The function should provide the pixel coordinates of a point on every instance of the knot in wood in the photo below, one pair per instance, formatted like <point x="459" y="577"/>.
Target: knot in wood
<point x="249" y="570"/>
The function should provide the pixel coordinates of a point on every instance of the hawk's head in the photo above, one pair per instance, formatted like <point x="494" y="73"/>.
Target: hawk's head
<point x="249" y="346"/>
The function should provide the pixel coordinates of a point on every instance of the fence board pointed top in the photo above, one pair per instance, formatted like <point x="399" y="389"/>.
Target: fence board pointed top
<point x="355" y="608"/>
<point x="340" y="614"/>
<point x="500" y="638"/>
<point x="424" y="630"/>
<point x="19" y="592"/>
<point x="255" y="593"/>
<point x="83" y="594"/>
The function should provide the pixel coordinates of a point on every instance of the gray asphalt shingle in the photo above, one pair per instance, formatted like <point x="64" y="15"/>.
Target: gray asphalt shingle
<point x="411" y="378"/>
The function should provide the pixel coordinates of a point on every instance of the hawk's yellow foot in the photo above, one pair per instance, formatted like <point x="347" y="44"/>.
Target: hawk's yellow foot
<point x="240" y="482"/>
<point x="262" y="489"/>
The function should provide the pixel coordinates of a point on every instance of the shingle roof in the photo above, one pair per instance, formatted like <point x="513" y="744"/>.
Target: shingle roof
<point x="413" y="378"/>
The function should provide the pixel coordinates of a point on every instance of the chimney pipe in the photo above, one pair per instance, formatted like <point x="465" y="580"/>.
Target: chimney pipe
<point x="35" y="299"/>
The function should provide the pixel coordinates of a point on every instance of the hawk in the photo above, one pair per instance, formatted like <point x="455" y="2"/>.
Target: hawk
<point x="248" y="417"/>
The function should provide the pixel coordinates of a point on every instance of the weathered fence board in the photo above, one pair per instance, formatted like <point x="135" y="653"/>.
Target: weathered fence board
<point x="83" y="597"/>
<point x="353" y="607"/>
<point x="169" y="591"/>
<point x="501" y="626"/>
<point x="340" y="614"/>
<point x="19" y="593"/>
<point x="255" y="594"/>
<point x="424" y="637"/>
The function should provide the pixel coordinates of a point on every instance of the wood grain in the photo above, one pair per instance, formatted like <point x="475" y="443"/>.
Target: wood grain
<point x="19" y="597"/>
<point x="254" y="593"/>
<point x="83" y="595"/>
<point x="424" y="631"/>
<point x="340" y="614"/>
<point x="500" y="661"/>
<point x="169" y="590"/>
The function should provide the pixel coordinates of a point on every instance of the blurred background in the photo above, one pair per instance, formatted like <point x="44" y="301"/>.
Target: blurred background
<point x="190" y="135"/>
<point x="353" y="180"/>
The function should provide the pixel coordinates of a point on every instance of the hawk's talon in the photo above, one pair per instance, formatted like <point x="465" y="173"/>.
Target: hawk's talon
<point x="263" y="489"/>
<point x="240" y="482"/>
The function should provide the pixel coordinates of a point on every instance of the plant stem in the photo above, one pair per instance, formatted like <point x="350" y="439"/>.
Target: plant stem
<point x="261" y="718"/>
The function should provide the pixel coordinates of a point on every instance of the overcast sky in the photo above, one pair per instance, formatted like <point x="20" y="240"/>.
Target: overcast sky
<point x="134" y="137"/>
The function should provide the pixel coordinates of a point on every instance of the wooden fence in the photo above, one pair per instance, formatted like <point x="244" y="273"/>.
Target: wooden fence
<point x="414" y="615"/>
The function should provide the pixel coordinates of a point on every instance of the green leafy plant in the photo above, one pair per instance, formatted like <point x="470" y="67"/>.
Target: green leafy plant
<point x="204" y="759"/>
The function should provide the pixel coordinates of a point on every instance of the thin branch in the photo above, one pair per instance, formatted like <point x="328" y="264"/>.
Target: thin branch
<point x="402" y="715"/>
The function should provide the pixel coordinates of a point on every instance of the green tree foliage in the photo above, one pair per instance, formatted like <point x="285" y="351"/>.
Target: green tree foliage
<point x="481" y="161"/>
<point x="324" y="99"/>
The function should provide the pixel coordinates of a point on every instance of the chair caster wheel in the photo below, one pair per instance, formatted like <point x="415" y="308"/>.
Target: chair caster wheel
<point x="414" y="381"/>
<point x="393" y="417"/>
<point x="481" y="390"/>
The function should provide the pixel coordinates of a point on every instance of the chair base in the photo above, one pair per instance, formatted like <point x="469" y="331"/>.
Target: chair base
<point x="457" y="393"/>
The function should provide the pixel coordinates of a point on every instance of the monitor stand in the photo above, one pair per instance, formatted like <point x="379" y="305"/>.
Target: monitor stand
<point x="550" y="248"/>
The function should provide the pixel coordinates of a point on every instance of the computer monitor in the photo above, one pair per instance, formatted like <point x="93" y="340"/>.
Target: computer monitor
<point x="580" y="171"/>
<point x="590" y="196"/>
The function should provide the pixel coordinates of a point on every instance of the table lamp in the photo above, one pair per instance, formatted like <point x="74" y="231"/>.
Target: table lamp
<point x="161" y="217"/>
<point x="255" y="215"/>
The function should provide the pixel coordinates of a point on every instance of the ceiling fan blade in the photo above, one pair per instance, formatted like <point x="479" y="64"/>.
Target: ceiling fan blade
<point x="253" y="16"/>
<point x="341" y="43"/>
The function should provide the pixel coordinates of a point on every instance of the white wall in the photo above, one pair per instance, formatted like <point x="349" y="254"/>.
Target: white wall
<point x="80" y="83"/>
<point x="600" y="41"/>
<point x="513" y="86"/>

====

• Exercise instructions:
Transcribe exactly, and only, the lines from the one bearing "Target: thin branch" through the last line of the entries, counting both.

• Result of the task:
Target: thin branch
<point x="402" y="715"/>
The function should provide the pixel coordinates of a point on every instance of the green tree foliage in the photo above, one pair per instance, formatted like <point x="285" y="351"/>.
Target: green tree foliage
<point x="481" y="161"/>
<point x="324" y="99"/>
The function should provide the pixel coordinates of a point on every instance of the chair caster wheel in the photo below, one pair per instance, formatted like <point x="415" y="308"/>.
Target: chair caster wheel
<point x="414" y="381"/>
<point x="393" y="417"/>
<point x="481" y="390"/>
The function should provide the pixel coordinates of a point on every instance of the chair base in the photo above, one pair per instance, formatted like <point x="469" y="331"/>.
Target: chair base
<point x="457" y="393"/>
The function should provide the pixel coordinates of a point on every instance of the monitor stand in the photo above, one pair per instance, formatted like <point x="379" y="305"/>.
Target: monitor stand
<point x="550" y="248"/>
The function should provide the pixel coordinates of a point on every instance of the computer monitor in the photo above, one pair per instance, formatted like <point x="93" y="340"/>.
Target: computer monitor
<point x="580" y="171"/>
<point x="590" y="196"/>
The function should provide the pixel coordinates of a point on every instance of the table lamp in the photo above, one pair per instance, formatted like <point x="74" y="231"/>.
Target: table lamp
<point x="161" y="217"/>
<point x="255" y="215"/>
The function should provide the pixel coordinates of a point on every instance of the ceiling fan blade in the photo above, one pair per instance, formatted like <point x="479" y="64"/>.
Target: ceiling fan blade
<point x="253" y="16"/>
<point x="341" y="43"/>
The function should provide the pixel coordinates of a point on every instance of the white wall in the photo above, one pair per instance, formatted like <point x="349" y="254"/>.
Target: white wall
<point x="80" y="83"/>
<point x="600" y="41"/>
<point x="513" y="86"/>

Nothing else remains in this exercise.